Start of Dataset
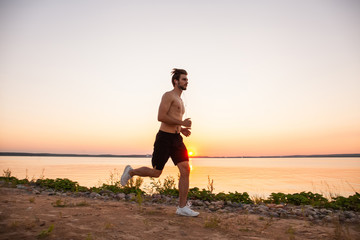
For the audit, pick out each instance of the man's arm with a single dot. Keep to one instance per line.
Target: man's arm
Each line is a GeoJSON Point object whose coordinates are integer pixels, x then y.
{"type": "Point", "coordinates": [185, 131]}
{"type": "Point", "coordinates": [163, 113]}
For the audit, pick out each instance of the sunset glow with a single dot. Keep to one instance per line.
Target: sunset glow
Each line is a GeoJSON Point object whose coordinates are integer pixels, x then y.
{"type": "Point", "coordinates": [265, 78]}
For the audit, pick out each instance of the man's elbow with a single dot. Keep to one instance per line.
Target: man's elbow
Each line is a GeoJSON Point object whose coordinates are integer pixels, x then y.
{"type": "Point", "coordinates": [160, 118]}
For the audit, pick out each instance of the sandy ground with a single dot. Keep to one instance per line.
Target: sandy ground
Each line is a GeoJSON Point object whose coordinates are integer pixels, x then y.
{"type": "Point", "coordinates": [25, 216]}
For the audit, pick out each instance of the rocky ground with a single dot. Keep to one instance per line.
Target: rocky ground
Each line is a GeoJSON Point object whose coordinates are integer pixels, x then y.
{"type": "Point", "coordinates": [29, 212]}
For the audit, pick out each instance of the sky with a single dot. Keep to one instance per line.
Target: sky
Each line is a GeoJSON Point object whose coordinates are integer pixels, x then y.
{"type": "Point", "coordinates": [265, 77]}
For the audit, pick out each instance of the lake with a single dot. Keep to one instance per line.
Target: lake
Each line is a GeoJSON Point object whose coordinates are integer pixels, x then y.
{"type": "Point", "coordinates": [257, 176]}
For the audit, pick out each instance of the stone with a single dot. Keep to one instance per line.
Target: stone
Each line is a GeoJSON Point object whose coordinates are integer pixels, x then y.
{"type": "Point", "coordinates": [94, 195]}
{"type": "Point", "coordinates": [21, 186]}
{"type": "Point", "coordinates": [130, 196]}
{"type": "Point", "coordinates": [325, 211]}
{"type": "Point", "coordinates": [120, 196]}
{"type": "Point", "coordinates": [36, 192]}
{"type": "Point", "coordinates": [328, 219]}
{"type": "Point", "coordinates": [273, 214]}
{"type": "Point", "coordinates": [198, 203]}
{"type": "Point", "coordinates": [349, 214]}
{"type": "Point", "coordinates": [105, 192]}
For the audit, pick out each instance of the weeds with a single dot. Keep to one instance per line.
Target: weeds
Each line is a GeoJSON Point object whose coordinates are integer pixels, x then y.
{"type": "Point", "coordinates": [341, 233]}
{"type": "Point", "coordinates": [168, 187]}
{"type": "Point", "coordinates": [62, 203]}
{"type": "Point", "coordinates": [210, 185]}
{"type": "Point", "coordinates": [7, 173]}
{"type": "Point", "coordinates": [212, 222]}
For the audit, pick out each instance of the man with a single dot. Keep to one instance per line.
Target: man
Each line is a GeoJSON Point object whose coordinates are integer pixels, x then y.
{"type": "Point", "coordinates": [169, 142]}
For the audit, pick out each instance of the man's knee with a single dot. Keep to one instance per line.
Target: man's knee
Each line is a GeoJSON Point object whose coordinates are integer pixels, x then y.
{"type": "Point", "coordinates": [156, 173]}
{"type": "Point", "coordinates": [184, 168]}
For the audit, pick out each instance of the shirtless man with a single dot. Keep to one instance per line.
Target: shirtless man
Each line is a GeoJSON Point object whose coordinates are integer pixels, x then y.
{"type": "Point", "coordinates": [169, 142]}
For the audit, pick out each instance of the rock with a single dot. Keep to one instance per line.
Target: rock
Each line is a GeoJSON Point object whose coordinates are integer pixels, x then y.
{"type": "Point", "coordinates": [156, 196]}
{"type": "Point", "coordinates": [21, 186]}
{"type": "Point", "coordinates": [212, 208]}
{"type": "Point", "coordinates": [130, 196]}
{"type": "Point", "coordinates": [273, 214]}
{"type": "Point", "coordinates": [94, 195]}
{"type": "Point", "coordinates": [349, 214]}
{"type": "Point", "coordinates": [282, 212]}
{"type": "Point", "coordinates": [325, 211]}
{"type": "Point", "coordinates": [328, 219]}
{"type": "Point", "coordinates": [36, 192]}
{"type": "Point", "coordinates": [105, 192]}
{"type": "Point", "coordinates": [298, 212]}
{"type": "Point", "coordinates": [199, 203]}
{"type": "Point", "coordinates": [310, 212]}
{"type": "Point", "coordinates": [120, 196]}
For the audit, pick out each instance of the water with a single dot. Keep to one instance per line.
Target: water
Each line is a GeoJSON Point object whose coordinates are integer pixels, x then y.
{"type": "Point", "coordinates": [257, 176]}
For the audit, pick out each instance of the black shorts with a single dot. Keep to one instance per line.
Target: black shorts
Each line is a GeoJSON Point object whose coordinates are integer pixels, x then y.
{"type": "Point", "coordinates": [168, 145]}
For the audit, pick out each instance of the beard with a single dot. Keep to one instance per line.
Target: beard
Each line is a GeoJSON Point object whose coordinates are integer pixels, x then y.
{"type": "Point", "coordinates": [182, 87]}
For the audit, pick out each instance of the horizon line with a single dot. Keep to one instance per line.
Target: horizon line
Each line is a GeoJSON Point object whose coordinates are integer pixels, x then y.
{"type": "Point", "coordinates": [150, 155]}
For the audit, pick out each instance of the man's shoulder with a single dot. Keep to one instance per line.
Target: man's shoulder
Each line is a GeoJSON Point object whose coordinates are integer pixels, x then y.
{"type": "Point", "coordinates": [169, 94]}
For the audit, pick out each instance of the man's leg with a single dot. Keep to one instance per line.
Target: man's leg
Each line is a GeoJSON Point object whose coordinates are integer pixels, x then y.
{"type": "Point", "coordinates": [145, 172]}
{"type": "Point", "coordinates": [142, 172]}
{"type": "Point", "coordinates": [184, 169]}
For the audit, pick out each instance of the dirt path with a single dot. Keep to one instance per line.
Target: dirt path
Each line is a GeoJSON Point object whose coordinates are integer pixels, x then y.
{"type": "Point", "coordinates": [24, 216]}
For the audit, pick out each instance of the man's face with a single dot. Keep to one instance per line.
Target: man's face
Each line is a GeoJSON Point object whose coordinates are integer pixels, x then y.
End of Dataset
▶ **What to work on**: Reproduce the full listing above verbatim, with no pictures included.

▶ **Written solution**:
For the audit, pick out each instance of the man's arm with a single dot. Keep to one instance per line.
Target: man's arm
Each line is a GeoJSON Point object whose coordinates are integer pixels, x then y.
{"type": "Point", "coordinates": [185, 131]}
{"type": "Point", "coordinates": [163, 113]}
For the audit, pick out each instance of the sunset glow with a single dot. Keep to one instance per line.
Target: sunset glow
Each line is a GeoJSON Point object whose coordinates are integer pixels, x then y.
{"type": "Point", "coordinates": [265, 78]}
For the audit, pick out each instance of the man's elbow with a single dot. Keep to one instance per line.
Target: man's elbow
Each line is a GeoJSON Point object whose coordinates are integer pixels, x then y.
{"type": "Point", "coordinates": [160, 118]}
For the audit, pick out each instance of the sandy ground with a single dot. Keep to one instance per line.
Target: sandy ground
Each line is a GeoJSON Point object whose coordinates are integer pixels, x then y.
{"type": "Point", "coordinates": [25, 216]}
For the audit, pick out each instance of the rocky ground with a single dot. Keep to one instance per line.
Target: rocky ground
Each line is a GeoJSON Point object whose coordinates are integer pixels, x then y.
{"type": "Point", "coordinates": [29, 212]}
For the audit, pick out each instance of the sky with a single dot. Keep to one instance per line.
Target: sky
Each line is a GeoJSON Point object whose coordinates are integer pixels, x then y.
{"type": "Point", "coordinates": [265, 77]}
For the audit, pick out each instance of the lake with a single dot. Keep to one instance per line.
Target: lake
Each line is a GeoJSON Point object whose coordinates are integer pixels, x then y.
{"type": "Point", "coordinates": [257, 176]}
For the audit, pick out each instance of the stone with a single dot. Keep to one instance per line.
Target: stone
Each line is a GeoJSON Point object whose coordinates are integer pixels, x then y.
{"type": "Point", "coordinates": [94, 195]}
{"type": "Point", "coordinates": [21, 186]}
{"type": "Point", "coordinates": [130, 196]}
{"type": "Point", "coordinates": [325, 211]}
{"type": "Point", "coordinates": [120, 196]}
{"type": "Point", "coordinates": [36, 192]}
{"type": "Point", "coordinates": [328, 219]}
{"type": "Point", "coordinates": [273, 214]}
{"type": "Point", "coordinates": [198, 203]}
{"type": "Point", "coordinates": [349, 214]}
{"type": "Point", "coordinates": [105, 192]}
For the audit, pick out each instance of the weeds with a single dot. Keep to one instance per line.
Target: weeds
Each line is a GeoJSON Point object whose coordinates are integer pixels, x then y.
{"type": "Point", "coordinates": [341, 233]}
{"type": "Point", "coordinates": [168, 187]}
{"type": "Point", "coordinates": [62, 203]}
{"type": "Point", "coordinates": [210, 185]}
{"type": "Point", "coordinates": [7, 173]}
{"type": "Point", "coordinates": [212, 222]}
For the audit, pick out each instance of the man with a single dot. Keep to one instance per line.
Target: man
Each line is a GeoJSON Point object whose coordinates are integer pixels, x then y.
{"type": "Point", "coordinates": [169, 142]}
For the audit, pick out each instance of the man's knee with a single dot. Keep to one instance per line.
Target: man's knee
Each line is a GeoJSON Point object whose coordinates are integer pixels, x then y.
{"type": "Point", "coordinates": [156, 173]}
{"type": "Point", "coordinates": [184, 168]}
For the audit, pick out each instance of the shirtless man with a single dot. Keep to one instance per line.
Target: shirtless man
Each line is a GeoJSON Point object whose coordinates are integer pixels, x then y.
{"type": "Point", "coordinates": [169, 142]}
For the audit, pick out each instance of the rock with a single dot. Keep to one instance per line.
Target: rock
Each line is a GeoJSON Point object whose coordinates are integer pixels, x then y.
{"type": "Point", "coordinates": [156, 196]}
{"type": "Point", "coordinates": [21, 186]}
{"type": "Point", "coordinates": [212, 208]}
{"type": "Point", "coordinates": [130, 196]}
{"type": "Point", "coordinates": [273, 214]}
{"type": "Point", "coordinates": [94, 195]}
{"type": "Point", "coordinates": [349, 214]}
{"type": "Point", "coordinates": [282, 212]}
{"type": "Point", "coordinates": [325, 211]}
{"type": "Point", "coordinates": [328, 219]}
{"type": "Point", "coordinates": [36, 192]}
{"type": "Point", "coordinates": [105, 192]}
{"type": "Point", "coordinates": [298, 212]}
{"type": "Point", "coordinates": [199, 203]}
{"type": "Point", "coordinates": [310, 212]}
{"type": "Point", "coordinates": [120, 196]}
For the audit, pick out each instance of the water with a single dot. Keep to one instance per line.
Target: water
Each line is a GeoJSON Point object whose coordinates are integer pixels, x then y.
{"type": "Point", "coordinates": [257, 176]}
For the audit, pick out each instance of the black shorts with a single dot. Keep to one instance per line.
Target: black shorts
Each line is a GeoJSON Point object whose coordinates are integer pixels, x then y.
{"type": "Point", "coordinates": [168, 145]}
For the audit, pick out each instance of the beard with a single dot. Keep to one instance per line.
Target: beard
Each line is a GeoJSON Point object whose coordinates are integer pixels, x then y.
{"type": "Point", "coordinates": [182, 87]}
For the audit, pick out each instance of the horizon line with a single dot. Keep to one instance per line.
Target: horizon line
Each line is a GeoJSON Point object whose coordinates are integer pixels, x then y.
{"type": "Point", "coordinates": [150, 155]}
For the audit, pick out each instance of the man's shoulder with a single dot. Keep to one instance per line.
Target: man's shoulder
Each line is a GeoJSON Point object whose coordinates are integer pixels, x then y.
{"type": "Point", "coordinates": [169, 94]}
For the audit, pick out each instance of the man's leg with a single dot. Keep to one instance per line.
Target: man's leg
Each line is a GeoJSON Point object whose coordinates are integer pixels, x then y.
{"type": "Point", "coordinates": [145, 172]}
{"type": "Point", "coordinates": [142, 172]}
{"type": "Point", "coordinates": [184, 169]}
For the audit, pick out each instance of the dirt path with a single dot. Keep to one instance per line.
Target: dirt path
Each line is a GeoJSON Point object whose coordinates are integer pixels, x then y.
{"type": "Point", "coordinates": [24, 216]}
For the audit, pick out each instance of the man's face with a single dot. Keep to one instance per line.
Target: man's face
Each line is a GeoJSON Point object whose coordinates are integer pixels, x then y.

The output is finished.